In the text on purity and belonging in India, what was L.K. Advani nearly drummed out of the BJP for doing?

====== Selected extract

In this citizenship of pure and impure DNA, what you eat is intertwined with where you belong, and anything can happen to the impure of mouth and mind. The Chief Minister of Haryana can resort to dietary intimidation, blacksmiths and intellectuals can be murdered, Northeastern women can be sexually victimized in the national capital because they are whores anyway, and Muslim journalists who criticize the dispensation can be abused in the filthiest terms on online forums. Naseeruddin Shah, the most acclaimed actor India has produced, can find himself under attack for the mildest praise of Pakistan, and must respond that he is a patriot who has never been aware of being Muslim. Shah's response is a nicety of secular-Indian speech, but it is nevertheless true that there were contexts in which Indians could forget their “communities.” Now those contexts have shrunk dramatically not just for “minorities” and the “sickular,” but also for insufficiently pure insiders, as L.K. Advani discovered a few years ago when he was nearly drummed out of the BJP for praising Jinnah, and a blackened Kulkarni (Advani’s erstwhile adviser) discovered last week. But this collapsing of the lines between the safe majority and unsafe minorities has made it possible to connect the dots between dead blacksmiths and dead rationalists, naked Dalit women charged with public indecency and middle-class girls assaulted by the Shri Ram Sene for going to a nightclub, embattled thespians of "a certain community" and the embattled liberal arts, the silence of writers and artists clinging to their awards and the silence of the prime minister.

============
====== The data

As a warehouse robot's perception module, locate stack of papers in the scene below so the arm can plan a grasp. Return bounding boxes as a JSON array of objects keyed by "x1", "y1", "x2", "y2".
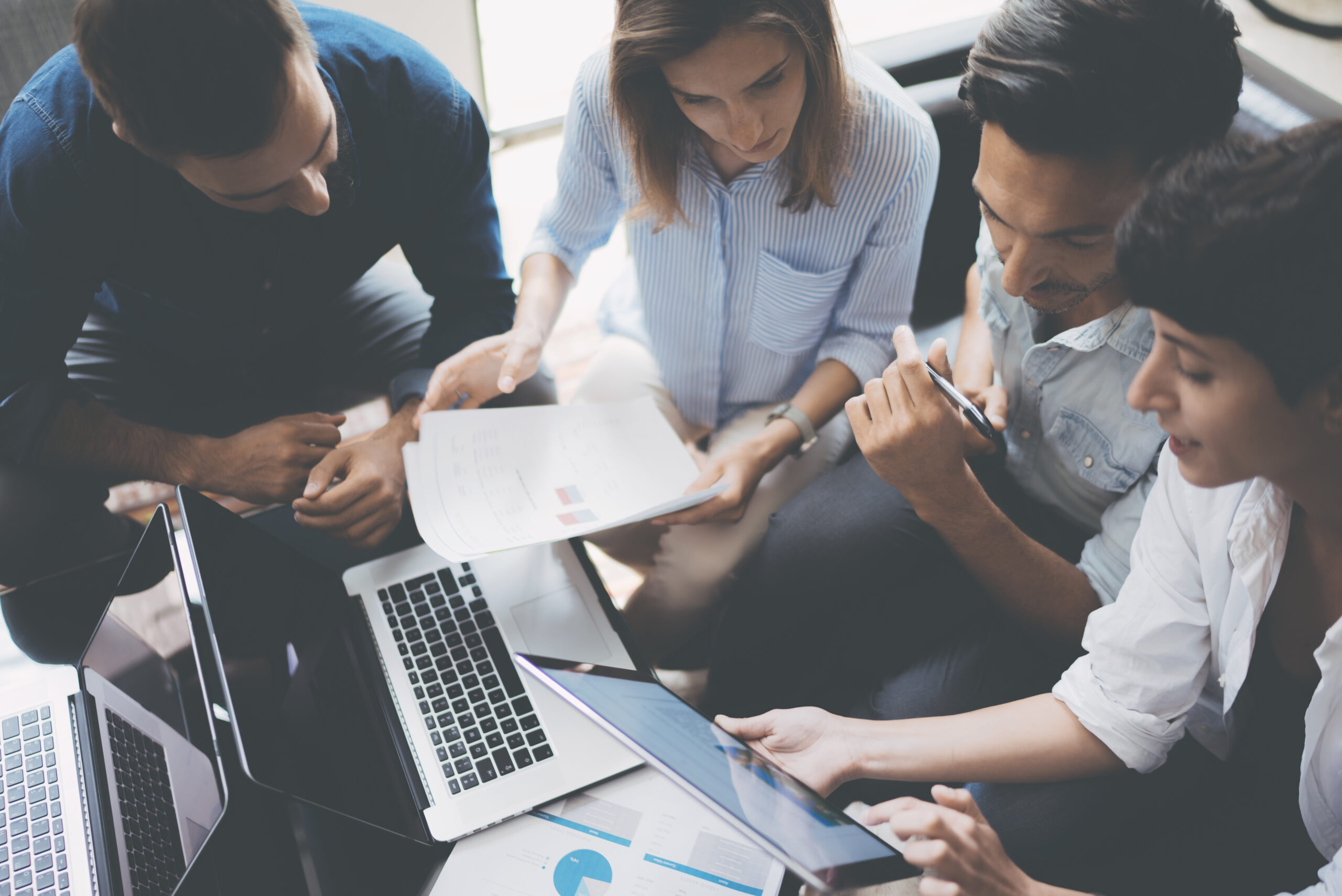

============

Result for this task
Praising Jinnah.